(Items listed in a dataset)
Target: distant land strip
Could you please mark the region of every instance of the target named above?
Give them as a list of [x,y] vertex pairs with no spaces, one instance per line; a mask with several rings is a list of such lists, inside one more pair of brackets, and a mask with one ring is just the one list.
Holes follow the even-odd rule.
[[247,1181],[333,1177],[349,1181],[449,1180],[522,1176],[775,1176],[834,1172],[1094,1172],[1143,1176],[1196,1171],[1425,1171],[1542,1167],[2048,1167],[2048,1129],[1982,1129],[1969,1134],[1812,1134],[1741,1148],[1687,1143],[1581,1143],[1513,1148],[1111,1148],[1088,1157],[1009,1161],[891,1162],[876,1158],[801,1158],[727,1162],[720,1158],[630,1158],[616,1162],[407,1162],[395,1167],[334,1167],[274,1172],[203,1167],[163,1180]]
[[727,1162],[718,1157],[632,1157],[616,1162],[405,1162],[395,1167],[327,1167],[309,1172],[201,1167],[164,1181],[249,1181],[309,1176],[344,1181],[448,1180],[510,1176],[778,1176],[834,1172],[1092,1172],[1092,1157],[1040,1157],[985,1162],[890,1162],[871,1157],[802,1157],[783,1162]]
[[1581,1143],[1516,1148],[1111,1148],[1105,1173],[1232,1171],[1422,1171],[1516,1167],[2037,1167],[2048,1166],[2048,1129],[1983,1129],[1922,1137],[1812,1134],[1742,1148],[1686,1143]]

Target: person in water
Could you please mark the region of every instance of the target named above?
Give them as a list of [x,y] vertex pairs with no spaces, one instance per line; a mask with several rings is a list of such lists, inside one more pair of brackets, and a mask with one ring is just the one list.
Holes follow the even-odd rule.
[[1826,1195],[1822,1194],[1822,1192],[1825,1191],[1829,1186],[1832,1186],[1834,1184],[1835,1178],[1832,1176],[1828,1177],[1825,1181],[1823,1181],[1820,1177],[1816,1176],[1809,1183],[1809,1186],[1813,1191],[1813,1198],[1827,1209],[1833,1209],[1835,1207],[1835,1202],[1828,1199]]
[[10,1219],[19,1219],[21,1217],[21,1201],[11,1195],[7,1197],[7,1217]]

> **Exercise brief**: Word for word, restate each of the records above.

> **Answer to this task**:
Target: distant land strip
Could you please mark the region of every instance of the target named above?
Give them as a list of [x,y] vertex pairs with no spaces, one instance per line; a mask with several rings is a list of such lists, inside one more pair of brackets, and a mask with one ring is just the one list.
Holes follow the even-odd rule.
[[247,1181],[333,1177],[349,1181],[449,1180],[522,1176],[775,1176],[834,1172],[1094,1172],[1143,1176],[1196,1171],[1425,1171],[1542,1167],[2048,1167],[2048,1129],[1982,1129],[1969,1134],[1812,1134],[1741,1148],[1687,1143],[1581,1143],[1513,1148],[1111,1148],[1088,1157],[1009,1161],[891,1162],[876,1158],[801,1158],[727,1162],[720,1158],[630,1158],[616,1162],[407,1162],[395,1167],[334,1167],[274,1172],[203,1167],[163,1180]]
[[727,1162],[718,1157],[632,1157],[616,1162],[405,1162],[395,1167],[327,1167],[309,1172],[201,1167],[164,1181],[249,1181],[309,1176],[344,1181],[448,1180],[510,1176],[778,1176],[834,1172],[1092,1172],[1092,1157],[1040,1157],[985,1162],[890,1162],[871,1157],[802,1157],[783,1162]]
[[1581,1143],[1516,1148],[1111,1148],[1105,1173],[1232,1171],[1422,1171],[1516,1167],[2037,1167],[2048,1166],[2048,1129],[1983,1129],[1922,1137],[1812,1134],[1742,1148],[1686,1143]]

Target: person in water
Could you please mark the region of every instance of the target named above?
Give them as a list of [x,y] vertex pairs with no spaces, one instance per line; a mask with several rings is a list of such lists, inside one more pair of brackets, and a mask with one ring is just the one list.
Holes follow the even-odd rule.
[[1826,1195],[1822,1194],[1822,1192],[1825,1191],[1829,1186],[1832,1186],[1834,1184],[1835,1178],[1832,1176],[1828,1177],[1825,1181],[1823,1181],[1820,1177],[1816,1176],[1809,1183],[1809,1186],[1813,1191],[1813,1198],[1827,1209],[1833,1209],[1835,1207],[1835,1202],[1828,1199]]
[[10,1219],[19,1219],[21,1217],[21,1201],[11,1195],[7,1197],[7,1217]]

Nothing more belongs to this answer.